Location labeling records

---------------

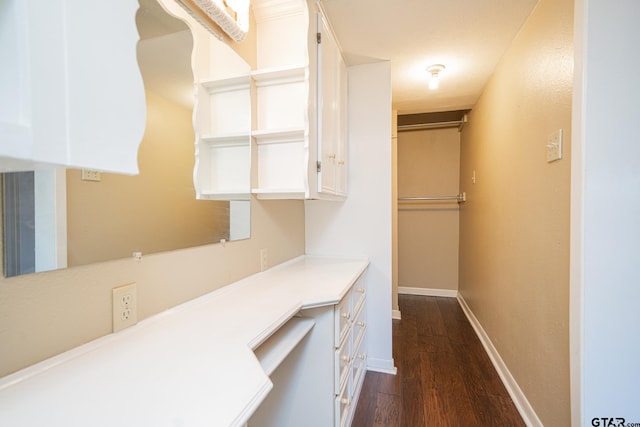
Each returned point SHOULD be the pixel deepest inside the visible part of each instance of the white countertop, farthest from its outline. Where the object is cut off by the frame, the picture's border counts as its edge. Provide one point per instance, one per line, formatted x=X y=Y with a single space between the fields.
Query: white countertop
x=192 y=365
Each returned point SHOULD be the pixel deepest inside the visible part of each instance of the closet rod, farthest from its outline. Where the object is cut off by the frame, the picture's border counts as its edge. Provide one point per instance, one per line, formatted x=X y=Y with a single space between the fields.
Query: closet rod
x=460 y=198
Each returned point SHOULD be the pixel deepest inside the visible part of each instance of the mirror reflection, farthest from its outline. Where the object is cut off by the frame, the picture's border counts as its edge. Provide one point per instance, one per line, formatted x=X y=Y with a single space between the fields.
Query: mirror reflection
x=63 y=218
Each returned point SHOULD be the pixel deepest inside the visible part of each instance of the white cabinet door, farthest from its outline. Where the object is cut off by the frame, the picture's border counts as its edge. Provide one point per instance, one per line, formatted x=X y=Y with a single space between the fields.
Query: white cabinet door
x=71 y=92
x=332 y=123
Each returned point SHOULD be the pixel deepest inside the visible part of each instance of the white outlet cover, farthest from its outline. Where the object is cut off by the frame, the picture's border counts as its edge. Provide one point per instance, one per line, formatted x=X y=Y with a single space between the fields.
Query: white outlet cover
x=124 y=303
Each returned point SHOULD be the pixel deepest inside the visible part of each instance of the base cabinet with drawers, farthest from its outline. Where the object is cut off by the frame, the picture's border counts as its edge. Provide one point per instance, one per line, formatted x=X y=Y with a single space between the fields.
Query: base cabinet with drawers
x=319 y=383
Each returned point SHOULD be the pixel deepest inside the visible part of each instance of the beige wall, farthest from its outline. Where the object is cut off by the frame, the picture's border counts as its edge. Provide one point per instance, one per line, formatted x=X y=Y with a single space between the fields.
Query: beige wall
x=514 y=227
x=151 y=212
x=44 y=314
x=428 y=165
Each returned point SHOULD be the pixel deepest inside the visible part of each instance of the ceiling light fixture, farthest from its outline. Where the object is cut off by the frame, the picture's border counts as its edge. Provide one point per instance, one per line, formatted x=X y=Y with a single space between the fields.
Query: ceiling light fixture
x=232 y=16
x=434 y=80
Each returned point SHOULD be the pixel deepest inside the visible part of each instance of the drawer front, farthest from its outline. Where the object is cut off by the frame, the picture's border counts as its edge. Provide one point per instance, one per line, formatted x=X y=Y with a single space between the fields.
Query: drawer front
x=358 y=364
x=359 y=325
x=342 y=365
x=342 y=317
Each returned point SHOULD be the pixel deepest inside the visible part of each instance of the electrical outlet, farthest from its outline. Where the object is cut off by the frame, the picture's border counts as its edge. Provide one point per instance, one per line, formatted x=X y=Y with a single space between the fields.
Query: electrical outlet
x=263 y=259
x=125 y=310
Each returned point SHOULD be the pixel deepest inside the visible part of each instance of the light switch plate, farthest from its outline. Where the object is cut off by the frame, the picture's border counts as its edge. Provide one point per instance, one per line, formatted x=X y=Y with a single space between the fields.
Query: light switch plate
x=554 y=146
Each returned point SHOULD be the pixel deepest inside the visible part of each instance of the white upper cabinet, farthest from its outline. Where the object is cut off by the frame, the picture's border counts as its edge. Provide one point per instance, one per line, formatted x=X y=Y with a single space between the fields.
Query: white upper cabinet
x=332 y=114
x=71 y=92
x=300 y=86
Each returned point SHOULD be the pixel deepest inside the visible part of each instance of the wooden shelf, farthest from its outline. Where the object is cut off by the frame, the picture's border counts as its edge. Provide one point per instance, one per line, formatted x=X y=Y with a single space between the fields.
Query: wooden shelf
x=279 y=193
x=227 y=85
x=225 y=195
x=227 y=140
x=284 y=75
x=278 y=136
x=272 y=352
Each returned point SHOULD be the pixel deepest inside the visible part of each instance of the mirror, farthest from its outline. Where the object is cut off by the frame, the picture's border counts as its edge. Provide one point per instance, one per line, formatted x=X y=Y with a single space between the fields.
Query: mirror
x=63 y=218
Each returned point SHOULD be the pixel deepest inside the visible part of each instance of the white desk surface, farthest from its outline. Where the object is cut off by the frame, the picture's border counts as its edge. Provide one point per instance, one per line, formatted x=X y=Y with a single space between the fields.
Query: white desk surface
x=192 y=365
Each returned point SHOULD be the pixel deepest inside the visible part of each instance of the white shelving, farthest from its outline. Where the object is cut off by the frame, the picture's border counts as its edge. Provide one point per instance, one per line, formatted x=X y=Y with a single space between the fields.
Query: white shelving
x=222 y=119
x=287 y=94
x=272 y=352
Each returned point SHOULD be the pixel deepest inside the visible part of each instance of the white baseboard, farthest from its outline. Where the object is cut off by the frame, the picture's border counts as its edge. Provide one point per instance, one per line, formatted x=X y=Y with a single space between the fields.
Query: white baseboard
x=384 y=366
x=449 y=293
x=525 y=409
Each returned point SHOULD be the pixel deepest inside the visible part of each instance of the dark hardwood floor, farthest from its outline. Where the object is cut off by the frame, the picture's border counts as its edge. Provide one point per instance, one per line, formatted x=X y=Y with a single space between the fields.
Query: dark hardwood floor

---------------

* **What you have to do**: Reproduce only those lines of the entries above that run from the line with "white baseboard, farthest" to the final line.

* **Written response**:
Each returned point SHOULD be the pixel deepest inside the visible part of each instance of the white baseboard, farthest from its outline. Where the object is cut off by the frame, the picture's border counts as its edge. Provide one point per instance, one per line, formatted x=X y=Y with a single space between the fields.
Query: white baseboard
x=384 y=366
x=449 y=293
x=525 y=409
Each returned point SHOULD be the pixel deepest inside the visible part of each instance of the dark hardwood floor, farthest from its outline. Where the object is cut off by the frame, the picture's border counts as its edge. Provide one point per instance, one per line, formatted x=X y=Y with a single space between the fields.
Query: dark hardwood floor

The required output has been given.